-- start --

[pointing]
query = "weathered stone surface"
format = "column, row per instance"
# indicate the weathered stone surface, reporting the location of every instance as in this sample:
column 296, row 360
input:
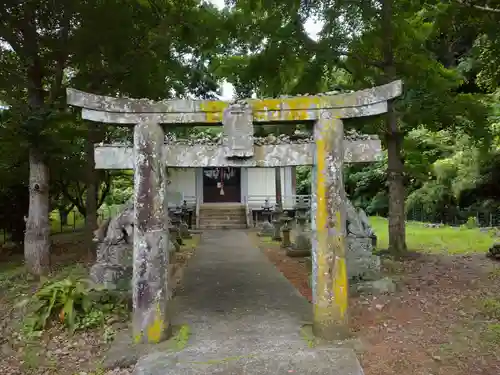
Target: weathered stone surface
column 330, row 287
column 237, row 138
column 131, row 111
column 374, row 287
column 266, row 229
column 113, row 267
column 122, row 156
column 362, row 264
column 307, row 361
column 151, row 291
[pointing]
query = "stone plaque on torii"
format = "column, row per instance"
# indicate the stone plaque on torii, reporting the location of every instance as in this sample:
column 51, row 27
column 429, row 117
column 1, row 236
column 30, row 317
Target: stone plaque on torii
column 149, row 156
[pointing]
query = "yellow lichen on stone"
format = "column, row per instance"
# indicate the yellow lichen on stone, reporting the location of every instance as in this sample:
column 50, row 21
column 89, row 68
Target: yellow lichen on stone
column 157, row 328
column 331, row 294
column 321, row 224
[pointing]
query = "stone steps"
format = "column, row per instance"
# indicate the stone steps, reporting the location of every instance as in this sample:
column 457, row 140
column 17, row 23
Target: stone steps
column 222, row 217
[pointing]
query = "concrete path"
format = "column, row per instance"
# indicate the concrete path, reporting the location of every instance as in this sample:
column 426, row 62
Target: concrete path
column 242, row 312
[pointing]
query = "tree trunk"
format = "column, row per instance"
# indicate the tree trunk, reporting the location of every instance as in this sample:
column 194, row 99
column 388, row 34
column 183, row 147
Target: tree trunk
column 37, row 236
column 91, row 198
column 397, row 236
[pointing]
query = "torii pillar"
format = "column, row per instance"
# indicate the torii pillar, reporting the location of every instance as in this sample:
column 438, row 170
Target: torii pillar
column 328, row 154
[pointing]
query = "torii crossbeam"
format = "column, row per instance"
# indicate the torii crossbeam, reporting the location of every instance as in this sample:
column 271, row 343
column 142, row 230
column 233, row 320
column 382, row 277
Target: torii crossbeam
column 149, row 156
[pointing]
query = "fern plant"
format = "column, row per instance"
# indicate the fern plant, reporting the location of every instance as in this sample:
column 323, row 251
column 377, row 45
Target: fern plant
column 66, row 299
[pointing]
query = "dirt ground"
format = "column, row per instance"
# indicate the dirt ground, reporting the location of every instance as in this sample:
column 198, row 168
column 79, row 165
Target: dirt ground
column 443, row 320
column 57, row 351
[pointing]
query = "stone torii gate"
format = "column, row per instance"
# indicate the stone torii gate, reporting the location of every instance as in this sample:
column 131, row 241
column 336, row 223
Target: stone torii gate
column 150, row 156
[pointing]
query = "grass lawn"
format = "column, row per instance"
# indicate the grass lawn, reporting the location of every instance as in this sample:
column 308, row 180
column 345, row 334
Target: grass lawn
column 449, row 240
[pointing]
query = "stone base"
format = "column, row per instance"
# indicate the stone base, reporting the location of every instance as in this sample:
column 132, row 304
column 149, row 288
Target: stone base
column 339, row 361
column 362, row 264
column 302, row 241
column 112, row 276
column 375, row 287
column 266, row 229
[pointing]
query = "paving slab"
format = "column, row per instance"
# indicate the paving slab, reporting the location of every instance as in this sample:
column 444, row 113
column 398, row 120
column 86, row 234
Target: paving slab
column 244, row 317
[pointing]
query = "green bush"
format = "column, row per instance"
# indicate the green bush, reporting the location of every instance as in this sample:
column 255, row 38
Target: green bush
column 75, row 303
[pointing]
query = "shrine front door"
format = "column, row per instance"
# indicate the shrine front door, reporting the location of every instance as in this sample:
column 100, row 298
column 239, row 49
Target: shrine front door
column 221, row 184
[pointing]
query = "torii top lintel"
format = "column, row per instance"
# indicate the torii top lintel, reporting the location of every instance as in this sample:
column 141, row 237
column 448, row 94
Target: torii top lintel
column 299, row 108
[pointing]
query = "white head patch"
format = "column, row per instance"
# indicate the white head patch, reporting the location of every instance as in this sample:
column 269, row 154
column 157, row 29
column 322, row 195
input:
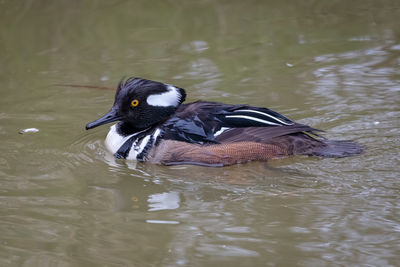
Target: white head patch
column 169, row 98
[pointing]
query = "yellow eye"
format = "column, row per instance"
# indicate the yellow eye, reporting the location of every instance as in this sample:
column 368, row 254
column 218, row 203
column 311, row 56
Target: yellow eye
column 134, row 103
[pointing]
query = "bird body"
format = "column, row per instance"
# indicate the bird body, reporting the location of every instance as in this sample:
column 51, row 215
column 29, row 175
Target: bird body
column 155, row 126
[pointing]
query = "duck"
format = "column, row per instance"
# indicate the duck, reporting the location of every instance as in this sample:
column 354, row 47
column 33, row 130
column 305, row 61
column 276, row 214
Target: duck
column 155, row 126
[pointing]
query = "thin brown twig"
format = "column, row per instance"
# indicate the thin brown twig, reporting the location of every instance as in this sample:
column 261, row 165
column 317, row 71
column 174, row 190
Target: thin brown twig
column 85, row 86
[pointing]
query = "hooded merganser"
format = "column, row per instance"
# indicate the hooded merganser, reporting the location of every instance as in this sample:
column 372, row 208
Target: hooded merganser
column 156, row 127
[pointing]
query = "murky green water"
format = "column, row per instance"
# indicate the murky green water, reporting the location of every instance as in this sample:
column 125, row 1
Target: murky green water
column 64, row 201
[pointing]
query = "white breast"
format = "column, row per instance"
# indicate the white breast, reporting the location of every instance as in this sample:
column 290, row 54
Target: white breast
column 114, row 141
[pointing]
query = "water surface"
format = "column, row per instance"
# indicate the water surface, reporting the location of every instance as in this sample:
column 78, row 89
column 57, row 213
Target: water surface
column 65, row 201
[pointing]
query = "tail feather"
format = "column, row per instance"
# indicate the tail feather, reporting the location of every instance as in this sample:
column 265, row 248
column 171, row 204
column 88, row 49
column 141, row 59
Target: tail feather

-- end --

Extract every line of the rows above that contains the word "body". Case counts.

query = "bird body"
# indicate the bird body, reporting the location of every instance as in this sample:
Target: bird body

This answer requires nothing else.